>> START SELECTED EXCERPT

A lot of fathers I know really don’t know what to do with Father’s Day. We don’t need more ties. Golf paraphernalia, T-shirts and other odds and sods, while sometimes handy, are actually beside the point.

But what is the point, really, of Father’s Day? Our secular world presents it as an occasion to shower Dad with stuff. The buying of presents becomes the stand-in for actual presence, a symbol of a relationship between daughter/son and father.

If nothing else, fatherhood is certainly about relationship. It is about being there, not just at the beginning, but throughout a child’s life and maturing into adulthood. And it doesn’t stop there. For many, a father’s relationships with his children deepen even more once they are adults and need less protecting, but more wisdom.

The Christian tradition exalts motherhood, of course, through its veneration of our Blessed Mother. That doesn’t mean fatherhood gets short shrift; it’s just that the emphasis is different.

Scripture offers numerous examples of fatherhood, some well worth emulating, some not so much. Abraham put a real scare into his son Isaac when he planned to sacrifice him at God’s request. Fortunately, God let him know this would not be necessary, much to Isaac’s relief, I’m sure. And David succumbed to his lust for another man’s wife, for which he repented.

But these tales of human weakness only underscore the maxim that God can work miracles even with the least promising material. What comes through more profoundly in Scripture is a notion of fatherhood that encompasses love, compassion, mercy, strength and presence.

God is, of course, Father, Son and Holy Spirit, with the love between Father and Son spilling into the cosmos. For most of us earthlings, we find a practical example of fatherhood to emulate in Joseph, the man who accepted Jesus, the son of Mary, as his own and created a family around them.

>> END SELECTED EXCERPT
>> START SUPPLIED INFORMATION

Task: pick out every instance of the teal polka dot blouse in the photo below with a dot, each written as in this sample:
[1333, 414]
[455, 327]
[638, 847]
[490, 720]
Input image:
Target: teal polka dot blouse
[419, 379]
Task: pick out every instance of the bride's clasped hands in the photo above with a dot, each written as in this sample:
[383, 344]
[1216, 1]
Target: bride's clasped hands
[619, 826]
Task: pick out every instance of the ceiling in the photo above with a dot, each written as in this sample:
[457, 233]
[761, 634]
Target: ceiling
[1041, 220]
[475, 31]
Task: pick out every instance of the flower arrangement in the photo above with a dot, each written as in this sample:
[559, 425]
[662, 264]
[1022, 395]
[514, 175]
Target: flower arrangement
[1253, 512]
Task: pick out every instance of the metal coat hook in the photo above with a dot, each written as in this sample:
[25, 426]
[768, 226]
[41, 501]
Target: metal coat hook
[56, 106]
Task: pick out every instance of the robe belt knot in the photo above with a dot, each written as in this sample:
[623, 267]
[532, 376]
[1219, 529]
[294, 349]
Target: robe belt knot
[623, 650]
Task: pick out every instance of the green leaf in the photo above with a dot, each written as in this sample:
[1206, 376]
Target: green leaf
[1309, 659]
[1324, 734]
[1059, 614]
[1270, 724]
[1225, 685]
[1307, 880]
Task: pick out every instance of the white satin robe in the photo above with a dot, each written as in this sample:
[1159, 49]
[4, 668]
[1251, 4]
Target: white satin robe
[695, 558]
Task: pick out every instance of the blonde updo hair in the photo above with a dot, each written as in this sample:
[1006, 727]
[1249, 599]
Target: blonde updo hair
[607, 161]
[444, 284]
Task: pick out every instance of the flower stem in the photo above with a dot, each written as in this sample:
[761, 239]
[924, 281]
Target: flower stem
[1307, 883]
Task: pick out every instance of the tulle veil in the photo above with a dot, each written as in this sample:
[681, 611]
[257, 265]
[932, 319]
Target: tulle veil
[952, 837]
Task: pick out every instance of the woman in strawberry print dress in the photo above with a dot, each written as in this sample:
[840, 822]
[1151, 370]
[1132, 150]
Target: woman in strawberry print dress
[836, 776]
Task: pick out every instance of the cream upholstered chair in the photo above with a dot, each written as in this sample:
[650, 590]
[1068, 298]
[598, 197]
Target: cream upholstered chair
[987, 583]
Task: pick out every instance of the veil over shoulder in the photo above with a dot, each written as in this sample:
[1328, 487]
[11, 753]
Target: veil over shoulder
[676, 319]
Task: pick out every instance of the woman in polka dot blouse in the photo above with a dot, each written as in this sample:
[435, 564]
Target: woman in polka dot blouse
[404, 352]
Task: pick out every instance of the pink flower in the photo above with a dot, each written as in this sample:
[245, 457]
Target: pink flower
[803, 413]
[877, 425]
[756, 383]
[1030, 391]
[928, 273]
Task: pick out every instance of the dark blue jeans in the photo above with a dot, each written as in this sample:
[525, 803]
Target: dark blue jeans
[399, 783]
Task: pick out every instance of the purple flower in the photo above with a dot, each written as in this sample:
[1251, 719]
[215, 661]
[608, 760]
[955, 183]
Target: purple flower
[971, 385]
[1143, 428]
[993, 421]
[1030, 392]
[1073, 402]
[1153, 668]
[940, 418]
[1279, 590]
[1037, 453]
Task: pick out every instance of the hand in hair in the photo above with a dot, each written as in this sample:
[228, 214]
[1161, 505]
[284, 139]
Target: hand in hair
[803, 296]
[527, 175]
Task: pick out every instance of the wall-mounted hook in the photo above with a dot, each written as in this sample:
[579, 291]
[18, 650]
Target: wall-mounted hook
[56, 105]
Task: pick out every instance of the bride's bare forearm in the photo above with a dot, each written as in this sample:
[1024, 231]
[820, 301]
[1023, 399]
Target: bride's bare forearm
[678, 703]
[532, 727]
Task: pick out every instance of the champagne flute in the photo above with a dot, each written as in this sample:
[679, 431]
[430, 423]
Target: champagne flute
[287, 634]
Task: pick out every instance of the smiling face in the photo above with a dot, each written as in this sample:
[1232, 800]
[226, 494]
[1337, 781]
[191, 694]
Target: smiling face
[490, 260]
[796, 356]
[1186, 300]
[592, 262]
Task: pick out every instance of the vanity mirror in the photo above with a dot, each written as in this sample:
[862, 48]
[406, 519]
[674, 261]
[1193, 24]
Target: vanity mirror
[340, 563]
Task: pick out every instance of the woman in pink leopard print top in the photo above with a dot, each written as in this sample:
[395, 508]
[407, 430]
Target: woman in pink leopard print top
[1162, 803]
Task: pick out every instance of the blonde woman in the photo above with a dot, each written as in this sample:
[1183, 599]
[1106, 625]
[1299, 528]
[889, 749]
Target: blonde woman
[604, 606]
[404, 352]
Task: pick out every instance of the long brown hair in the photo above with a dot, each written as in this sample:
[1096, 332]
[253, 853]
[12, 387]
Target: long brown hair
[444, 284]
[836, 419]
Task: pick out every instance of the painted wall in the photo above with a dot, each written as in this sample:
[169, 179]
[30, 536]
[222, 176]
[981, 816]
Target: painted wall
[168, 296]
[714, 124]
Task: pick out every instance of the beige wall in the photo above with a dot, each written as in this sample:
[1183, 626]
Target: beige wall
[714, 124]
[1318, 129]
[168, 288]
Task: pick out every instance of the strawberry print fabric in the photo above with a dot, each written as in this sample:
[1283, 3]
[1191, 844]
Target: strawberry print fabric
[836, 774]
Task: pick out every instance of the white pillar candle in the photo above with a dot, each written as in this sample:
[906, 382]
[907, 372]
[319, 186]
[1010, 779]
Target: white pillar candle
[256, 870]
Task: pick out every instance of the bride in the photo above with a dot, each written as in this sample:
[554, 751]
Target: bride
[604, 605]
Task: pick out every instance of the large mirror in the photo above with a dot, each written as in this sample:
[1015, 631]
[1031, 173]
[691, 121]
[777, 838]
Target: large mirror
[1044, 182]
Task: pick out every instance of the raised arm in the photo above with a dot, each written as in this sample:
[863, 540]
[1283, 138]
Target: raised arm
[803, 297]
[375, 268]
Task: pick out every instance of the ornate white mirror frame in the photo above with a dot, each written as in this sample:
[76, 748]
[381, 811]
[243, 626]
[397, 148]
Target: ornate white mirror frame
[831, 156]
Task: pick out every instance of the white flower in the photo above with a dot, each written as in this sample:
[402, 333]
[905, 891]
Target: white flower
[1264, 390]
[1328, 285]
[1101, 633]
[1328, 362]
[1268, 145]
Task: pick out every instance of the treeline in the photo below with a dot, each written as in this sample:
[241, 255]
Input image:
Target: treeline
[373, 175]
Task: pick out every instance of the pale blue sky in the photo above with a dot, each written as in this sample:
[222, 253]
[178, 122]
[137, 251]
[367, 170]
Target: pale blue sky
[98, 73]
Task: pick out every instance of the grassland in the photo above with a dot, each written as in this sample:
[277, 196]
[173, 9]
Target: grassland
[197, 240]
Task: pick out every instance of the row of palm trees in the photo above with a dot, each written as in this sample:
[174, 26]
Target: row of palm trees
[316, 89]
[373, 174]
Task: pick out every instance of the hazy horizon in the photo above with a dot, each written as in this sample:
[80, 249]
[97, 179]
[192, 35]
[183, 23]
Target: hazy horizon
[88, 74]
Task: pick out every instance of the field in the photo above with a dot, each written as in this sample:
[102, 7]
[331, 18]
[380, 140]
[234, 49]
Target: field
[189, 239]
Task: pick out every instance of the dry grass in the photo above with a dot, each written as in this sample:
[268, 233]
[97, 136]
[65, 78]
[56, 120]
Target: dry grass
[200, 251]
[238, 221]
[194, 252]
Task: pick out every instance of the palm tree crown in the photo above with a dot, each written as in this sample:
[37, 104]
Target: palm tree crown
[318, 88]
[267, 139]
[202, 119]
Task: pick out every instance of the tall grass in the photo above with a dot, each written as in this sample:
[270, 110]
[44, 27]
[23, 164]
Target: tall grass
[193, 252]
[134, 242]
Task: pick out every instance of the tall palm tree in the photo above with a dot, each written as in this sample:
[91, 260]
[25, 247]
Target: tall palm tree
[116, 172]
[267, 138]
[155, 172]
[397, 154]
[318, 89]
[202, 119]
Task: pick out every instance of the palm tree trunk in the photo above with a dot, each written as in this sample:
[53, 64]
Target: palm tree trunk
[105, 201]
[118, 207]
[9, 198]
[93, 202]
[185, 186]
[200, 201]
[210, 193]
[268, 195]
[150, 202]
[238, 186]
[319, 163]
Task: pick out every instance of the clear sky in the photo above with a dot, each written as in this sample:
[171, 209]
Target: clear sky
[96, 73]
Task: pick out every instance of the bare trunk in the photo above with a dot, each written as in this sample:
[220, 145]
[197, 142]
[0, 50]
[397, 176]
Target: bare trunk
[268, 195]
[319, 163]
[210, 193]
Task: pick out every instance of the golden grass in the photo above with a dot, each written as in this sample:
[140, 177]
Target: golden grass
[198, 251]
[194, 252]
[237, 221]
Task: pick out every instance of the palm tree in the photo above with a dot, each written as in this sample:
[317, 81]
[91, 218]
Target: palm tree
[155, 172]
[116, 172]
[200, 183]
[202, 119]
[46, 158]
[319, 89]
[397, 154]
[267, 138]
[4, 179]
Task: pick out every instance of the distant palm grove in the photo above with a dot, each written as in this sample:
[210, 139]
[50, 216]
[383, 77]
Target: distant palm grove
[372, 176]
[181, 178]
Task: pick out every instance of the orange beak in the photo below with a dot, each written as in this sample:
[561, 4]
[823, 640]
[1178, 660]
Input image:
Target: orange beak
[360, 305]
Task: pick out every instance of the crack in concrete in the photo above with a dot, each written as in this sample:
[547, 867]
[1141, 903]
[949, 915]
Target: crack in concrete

>> END SUPPLIED INFORMATION

» **GOALS**:
**1)** Condense the paragraph in the Father's Day essay that begins "Scripture offers numerous examples" into a short bulleted list that keeps its main facts.
**2)** In the Father's Day essay, who serves as the practical example of fatherhood for most people to emulate?
**3)** Resume the Father's Day essay after its final sentence.
The lines have no role in any of this.

» **THE RESPONSES**:
**1)**
- Scripture offers many examples of fatherhood, some worth emulating and some not.
- Abraham frightened his son Isaac by planning to sacrifice him at God's request, but God told him this would not be necessary.
- David gave in to lust for another man's wife and later repented.

**2)** Joseph, the man who accepted Jesus, the son of Mary, as his own and created a family around them.

**3)**
Joseph is the ultimate example of the just man, though we have little to go on from scripture to explain this. In the Gospels, Joseph is of the line of King David, a noble lineage to be sure. He is, first and foremost, the protector of his family, hiding them from the soldiers of Herod. He provides for them, working as a carpenter and giving them security and a good home.

He is the silent type, for sure. There is no record in the four gospels of him saying a single word. Many sons and daughters can testify that a strong and silent father is not exactly rare. In fact, many might wish their fathers had spoken out more about those things that really matter. Literature is full of the stories of fathers who love deeply but don’t know how to express this to their children. Often that love comes through in their deeds, or gruff acknowledgement of their accomplishments.

Joseph’s real act of love — that one that could have cost him his reputation and standing in his community — was accepting that his betrothed was pregnant and still taking her as his wife. This was both an act of courage, of humility and of great trust in the Lord.

This is where Joseph can help today’s fathers understand their own role in relationship to their children. Putting the family’s interest ahead of one self is a radical challenge to a modern culture that worships autonomy and self-gratification. It is at the heart of the Christian message.

Most fathers don’t think of themselves in such dramatic terms. Its just part of the job. They aren’t looking for thanks in the form of baseball hats and autographed hockey jerseys.

But they’re grateful for them anyway. They know all about it being the thought that counts.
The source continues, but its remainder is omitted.